> AIM OF THE TASK:
Pull out each line below that contains the word "green", and copy every such line in full.

_ _ _ _ _

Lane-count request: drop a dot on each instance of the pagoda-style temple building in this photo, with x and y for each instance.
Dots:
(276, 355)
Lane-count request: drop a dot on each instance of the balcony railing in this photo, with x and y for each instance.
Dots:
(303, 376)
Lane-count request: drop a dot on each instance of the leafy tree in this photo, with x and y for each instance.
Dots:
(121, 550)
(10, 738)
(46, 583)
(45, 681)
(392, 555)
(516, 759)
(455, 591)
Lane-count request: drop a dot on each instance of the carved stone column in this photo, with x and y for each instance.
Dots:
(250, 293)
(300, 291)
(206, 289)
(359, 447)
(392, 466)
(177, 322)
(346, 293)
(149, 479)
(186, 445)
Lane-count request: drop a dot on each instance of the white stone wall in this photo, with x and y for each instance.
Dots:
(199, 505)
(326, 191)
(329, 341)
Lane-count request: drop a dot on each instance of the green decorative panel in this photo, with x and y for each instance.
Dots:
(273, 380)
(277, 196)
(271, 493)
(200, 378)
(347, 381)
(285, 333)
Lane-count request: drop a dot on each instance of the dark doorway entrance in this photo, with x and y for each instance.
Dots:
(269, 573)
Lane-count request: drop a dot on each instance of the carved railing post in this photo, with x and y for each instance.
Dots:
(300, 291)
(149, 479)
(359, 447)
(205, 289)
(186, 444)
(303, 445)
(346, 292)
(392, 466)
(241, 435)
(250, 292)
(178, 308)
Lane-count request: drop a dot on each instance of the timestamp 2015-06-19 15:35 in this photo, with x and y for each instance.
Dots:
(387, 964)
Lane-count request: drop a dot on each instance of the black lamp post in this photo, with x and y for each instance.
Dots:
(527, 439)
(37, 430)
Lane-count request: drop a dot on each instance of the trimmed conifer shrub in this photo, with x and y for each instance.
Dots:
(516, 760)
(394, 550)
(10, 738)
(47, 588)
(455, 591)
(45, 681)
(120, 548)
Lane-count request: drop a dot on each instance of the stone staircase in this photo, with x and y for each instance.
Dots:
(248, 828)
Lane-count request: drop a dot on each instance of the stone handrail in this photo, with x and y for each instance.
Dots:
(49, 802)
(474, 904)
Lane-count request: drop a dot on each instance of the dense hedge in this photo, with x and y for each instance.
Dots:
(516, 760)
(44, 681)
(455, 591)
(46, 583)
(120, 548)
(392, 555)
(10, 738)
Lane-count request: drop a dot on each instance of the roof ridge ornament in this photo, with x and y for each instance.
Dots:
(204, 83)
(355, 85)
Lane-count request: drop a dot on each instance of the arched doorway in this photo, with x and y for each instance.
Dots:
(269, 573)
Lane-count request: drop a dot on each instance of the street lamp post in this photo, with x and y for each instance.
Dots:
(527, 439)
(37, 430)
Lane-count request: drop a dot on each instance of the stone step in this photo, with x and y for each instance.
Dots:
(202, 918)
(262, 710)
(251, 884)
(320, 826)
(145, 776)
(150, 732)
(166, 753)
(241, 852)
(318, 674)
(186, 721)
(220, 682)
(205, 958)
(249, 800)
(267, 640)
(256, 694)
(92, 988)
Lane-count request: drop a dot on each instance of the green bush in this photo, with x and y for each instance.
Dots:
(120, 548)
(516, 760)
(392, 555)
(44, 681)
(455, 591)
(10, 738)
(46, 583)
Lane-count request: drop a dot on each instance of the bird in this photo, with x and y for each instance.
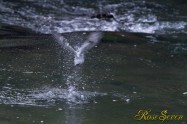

_ _ _ _ _

> WRITTEN RESPONSE:
Lane-count request: drop a dot on each instance of the green decorative panel in this photo, with x and y for each instance.
Lane-count request: drop a dot on each instance of the green bush in this photo, with x and y for each instance.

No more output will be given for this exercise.